• _EXCERPT PROVIDED_
Our main topic of interest is drug allergy. Whereas our adaptive immune system is supposed to recognize large molecular structures from microorganisms for immune protections, it can happen that our immune system becomes activated by small molecular compounds like chemical drugs. In severe cases the activation of the immune system becomes out of control and puts the life of the affected individual at stake. In our research we try to understand the cellular and molecular mechanisms involved in drug allergic reactions.

HLA associated drug hypersensitivity reactions
Some genetic factors (HLAs) have been identified to be associated with hypersensitivity reactions to particular drugs. For example Abacavir, an effective drug used in the treatment of HIV infection causes hypersensitivity reactions only in individuals carrying the HLA-B*57:01 allele (~5% of the European population). On this topic, we are developing models to investigate the interactions between HLA molecules, the drug and the immune T cell receptor.

Metamizole induced agranulocytosis
Metamizole is a painkiller with antipyretic properties. Although this drug is very effective, its safety profile is not totally secure. In rare cases, treatment with metamizole can lead to life-threatening agranulocytosis. We aim to identify whether the adaptive immune system could be activated by metamizole and then play a cytotoxic role toward granulocyte precursor cells.

• _RECORD EXTRACTS_
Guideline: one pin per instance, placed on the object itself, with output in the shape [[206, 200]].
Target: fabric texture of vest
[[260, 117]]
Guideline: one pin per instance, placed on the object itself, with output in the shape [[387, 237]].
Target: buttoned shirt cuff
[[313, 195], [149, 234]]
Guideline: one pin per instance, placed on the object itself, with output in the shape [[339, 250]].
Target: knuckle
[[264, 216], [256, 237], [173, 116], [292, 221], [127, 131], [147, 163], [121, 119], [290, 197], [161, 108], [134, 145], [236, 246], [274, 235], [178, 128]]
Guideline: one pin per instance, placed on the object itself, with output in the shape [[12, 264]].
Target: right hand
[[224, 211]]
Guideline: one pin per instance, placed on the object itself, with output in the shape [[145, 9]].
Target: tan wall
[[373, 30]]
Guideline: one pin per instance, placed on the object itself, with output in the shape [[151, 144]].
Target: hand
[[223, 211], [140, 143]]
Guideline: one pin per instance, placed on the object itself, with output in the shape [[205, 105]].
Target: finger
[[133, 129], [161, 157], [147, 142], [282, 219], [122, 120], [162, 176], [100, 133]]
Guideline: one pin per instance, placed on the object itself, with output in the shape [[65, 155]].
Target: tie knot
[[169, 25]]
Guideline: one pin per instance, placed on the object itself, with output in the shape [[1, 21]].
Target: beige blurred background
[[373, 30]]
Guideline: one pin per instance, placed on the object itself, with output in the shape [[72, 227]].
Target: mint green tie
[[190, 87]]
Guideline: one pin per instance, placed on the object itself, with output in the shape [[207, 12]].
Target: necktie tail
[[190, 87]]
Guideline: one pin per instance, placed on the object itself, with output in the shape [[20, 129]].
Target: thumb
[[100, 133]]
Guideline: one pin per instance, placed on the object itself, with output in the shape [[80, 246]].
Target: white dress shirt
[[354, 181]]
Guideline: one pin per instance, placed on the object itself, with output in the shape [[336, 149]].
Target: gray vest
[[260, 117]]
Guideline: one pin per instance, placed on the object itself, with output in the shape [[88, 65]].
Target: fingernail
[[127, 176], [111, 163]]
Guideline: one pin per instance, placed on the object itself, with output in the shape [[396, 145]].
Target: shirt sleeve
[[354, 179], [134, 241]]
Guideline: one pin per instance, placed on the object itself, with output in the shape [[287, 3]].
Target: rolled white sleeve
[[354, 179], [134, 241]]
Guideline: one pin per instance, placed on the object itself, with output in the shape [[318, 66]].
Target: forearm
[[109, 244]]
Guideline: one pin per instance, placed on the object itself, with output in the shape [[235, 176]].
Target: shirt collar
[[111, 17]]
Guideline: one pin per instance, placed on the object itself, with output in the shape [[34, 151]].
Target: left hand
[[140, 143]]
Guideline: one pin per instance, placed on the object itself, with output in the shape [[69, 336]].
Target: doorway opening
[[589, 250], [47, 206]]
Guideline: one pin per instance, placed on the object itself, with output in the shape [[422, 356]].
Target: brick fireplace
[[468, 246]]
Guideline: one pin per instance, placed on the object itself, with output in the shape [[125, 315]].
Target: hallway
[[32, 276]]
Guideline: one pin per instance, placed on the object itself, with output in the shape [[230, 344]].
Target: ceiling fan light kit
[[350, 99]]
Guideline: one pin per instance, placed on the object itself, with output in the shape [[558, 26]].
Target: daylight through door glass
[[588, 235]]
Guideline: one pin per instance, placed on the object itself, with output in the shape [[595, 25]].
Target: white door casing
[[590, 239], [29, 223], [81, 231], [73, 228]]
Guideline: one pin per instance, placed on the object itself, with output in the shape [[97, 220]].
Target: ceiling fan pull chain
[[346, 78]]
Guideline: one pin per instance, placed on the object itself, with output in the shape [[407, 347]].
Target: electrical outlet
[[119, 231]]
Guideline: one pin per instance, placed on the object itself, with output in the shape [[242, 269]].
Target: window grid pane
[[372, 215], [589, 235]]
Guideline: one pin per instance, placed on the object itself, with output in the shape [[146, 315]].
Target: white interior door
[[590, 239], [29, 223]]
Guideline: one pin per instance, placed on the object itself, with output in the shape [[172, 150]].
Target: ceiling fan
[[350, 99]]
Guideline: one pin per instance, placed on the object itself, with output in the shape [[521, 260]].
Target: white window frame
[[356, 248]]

• _WORK ITEM 1_
Based on the text on drug allergy research, mark each statement yes or no and quote the words of the text that decide it. (a) Abacavir causes hypersensitivity reactions only in people who carry the HLA-B*57:01 allele. (b) Treatment with metamizole often leads to agranulocytosis. (c) Metamizole has antipyretic properties.
• _WORK ITEM 2_
According to the text on drug allergy research, whose interactions are the group's models meant to investigate? List every one.

• _RESPONSE AREA 1_
(a) Yes: "causes hypersensitivity reactions only in individuals carrying the HLA-B*57:01 allele"
(b) No: "In rare cases, treatment with metamizole can lead to life-threatening agranulocytosis."
(c) Yes: "Metamizole is a painkiller with antipyretic properties."

• _RESPONSE AREA 2_
HLA molecules, the drug, the immune T cell receptor